** Opening Records provided block **

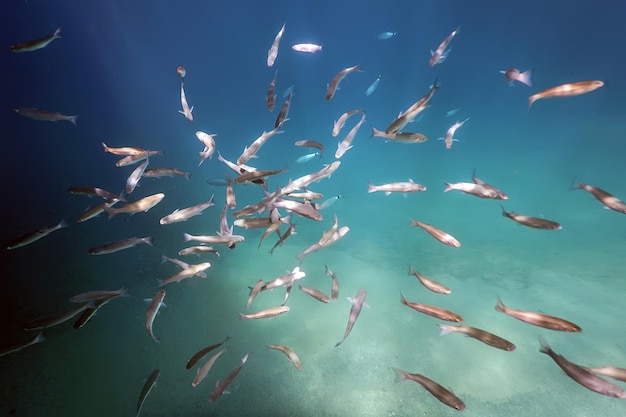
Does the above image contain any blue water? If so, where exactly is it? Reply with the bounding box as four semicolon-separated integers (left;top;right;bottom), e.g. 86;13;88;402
2;0;626;416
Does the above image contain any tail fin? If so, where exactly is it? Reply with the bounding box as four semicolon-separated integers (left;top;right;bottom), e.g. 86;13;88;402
495;296;506;313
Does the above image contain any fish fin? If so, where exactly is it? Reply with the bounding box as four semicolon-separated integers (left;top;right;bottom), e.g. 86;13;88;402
443;183;453;193
437;324;453;336
384;191;391;196
54;28;62;38
495;296;506;312
69;115;78;125
392;368;408;383
178;110;185;115
538;336;551;354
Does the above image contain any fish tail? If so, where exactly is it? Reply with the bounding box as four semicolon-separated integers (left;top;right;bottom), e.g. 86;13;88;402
528;95;538;110
399;292;407;305
239;312;247;320
69;115;78;125
392;368;408;383
568;176;583;191
495;296;506;312
499;205;509;218
334;340;344;348
184;172;191;181
519;68;533;87
538;336;551;355
54;28;62;38
367;182;376;193
156;278;165;287
443;182;453;193
144;236;154;247
34;331;46;344
182;233;192;242
105;208;117;220
437;324;453;336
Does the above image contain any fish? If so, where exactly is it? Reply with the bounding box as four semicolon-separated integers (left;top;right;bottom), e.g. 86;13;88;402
280;161;341;195
105;193;165;219
101;142;145;156
195;131;217;166
10;27;62;52
136;369;160;417
145;290;166;343
76;200;120;223
269;222;297;254
572;180;626;214
333;109;365;137
157;262;211;287
192;348;227;388
495;297;581;332
335;289;367;347
70;287;129;303
266;70;277;111
283;84;295;98
246;279;265;312
72;292;123;330
296;152;321;164
299;285;331;303
178;246;220;258
143;168;191;181
208;353;249;402
472;169;508;200
438;324;516;351
368;180;426;195
207;177;227;187
385;80;438;133
6;219;68;250
67;186;125;201
444;108;460;117
440;117;469;149
160;255;208;279
408;266;451;295
267;23;285;67
325;265;340;300
297;225;349;263
539;337;626;398
287;190;324;200
14;107;77;125
257;218;283;249
365;75;382;96
410;219;460;247
159;196;215;225
234;168;286;184
443;181;501;199
88;236;153;255
294;140;325;155
335;113;367;159
377;31;397;40
370;127;428;143
125;159;149;194
115;150;162;167
186;336;232;369
500;205;561;230
316;195;341;210
0;332;45;358
326;65;362;101
237;127;284;165
224;176;236;209
239;305;290;320
23;302;94;331
292;43;322;53
400;294;462;322
585;366;626;383
500;68;533;86
268;344;302;369
275;92;292;128
183;232;245;246
430;26;460;66
178;81;194;121
264;267;306;290
528;80;604;108
393;368;465;410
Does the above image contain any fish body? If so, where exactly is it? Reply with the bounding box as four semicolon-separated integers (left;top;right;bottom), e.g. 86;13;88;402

** Closing Records provided block **

=== Task brief ===
Retype the whole listing exactly and leave the pictures out.

=== Exercise answer ===
Does the above image contain any blue water? If so, where exactly is it? Reply with the bounding box as four semicolon-separated integers (left;top;right;bottom), e.g. 86;13;88;402
2;0;626;416
Does the above image contain any tail fin? If so, where exactly is it? Reply with the bounding box as four semicolon-separated integers (left;top;right;bottom), e.g. 86;13;88;402
495;296;506;313
Does the above image contain any fish fin? If so, where exactly is it? Reply with the bounding box as four semicolon-separated integers (left;top;right;bottom), e.g. 86;13;88;402
443;183;453;193
437;324;453;336
384;191;391;196
54;28;62;38
495;296;506;312
69;115;78;125
392;368;408;383
178;110;185;115
538;336;551;354
Does the above image contain any fish tail? If so, where exactly is it? Reply with the bounding box as four semicolon-separated integers (left;top;right;bottom), e.g. 86;13;88;402
528;95;538;110
399;292;407;305
239;312;247;320
69;115;78;125
392;368;408;383
568;176;583;191
495;296;506;312
499;205;509;218
334;340;344;348
184;172;191;181
519;68;533;87
538;336;551;355
54;28;62;38
367;182;376;193
156;278;165;287
443;182;453;193
144;236;154;247
34;331;46;344
182;233;192;242
105;208;117;220
437;324;453;336
Does the above image contain any fish? If so, where exactly is it? Reply with the bounding box as four semicolon-separated integers (left;top;right;bottom), e.g. 86;13;88;402
280;161;341;195
105;193;165;219
101;142;145;156
195;131;217;166
10;27;62;52
136;369;160;417
145;290;166;343
76;200;120;223
269;222;297;254
572;180;626;214
333;109;365;137
157;262;211;287
192;348;227;388
495;297;581;332
335;289;367;347
70;287;129;303
266;70;277;111
283;84;295;98
246;279;265;312
72;292;123;330
296;152;321;164
299;285;331;303
178;246;220;258
143;168;191;181
208;353;249;402
472;169;508;200
438;324;516;351
368;180;426;195
207;177;227;187
385;80;438;133
6;219;68;250
67;186;125;201
444;108;460;117
440;117;469;149
160;255;208;279
408;266;451;295
267;23;285;67
325;265;340;300
297;225;349;263
539;337;626;398
287;190;324;200
14;107;77;125
257;218;283;249
365;75;382;96
410;219;460;247
159;196;215;225
234;168;286;184
443;181;501;199
88;236;153;255
294;140;325;155
335;113;367;159
377;31;397;40
370;127;428;143
125;159;149;194
115;150;162;167
186;336;232;369
500;205;561;230
316;195;341;210
0;332;45;358
326;65;362;101
237;127;284;165
224;176;236;209
239;305;290;320
23;302;94;331
292;43;322;53
400;294;462;322
585;366;626;383
500;68;533;86
268;344;302;369
275;92;292;128
183;232;245;246
430;26;460;66
178;81;194;121
264;267;306;290
528;80;604;108
393;368;465;410
Does the above image contain any fish body? If so, where exactly is it? Reply with the bounding box as four semicolon-separated integers (left;top;right;bottom), e.g. 86;13;88;402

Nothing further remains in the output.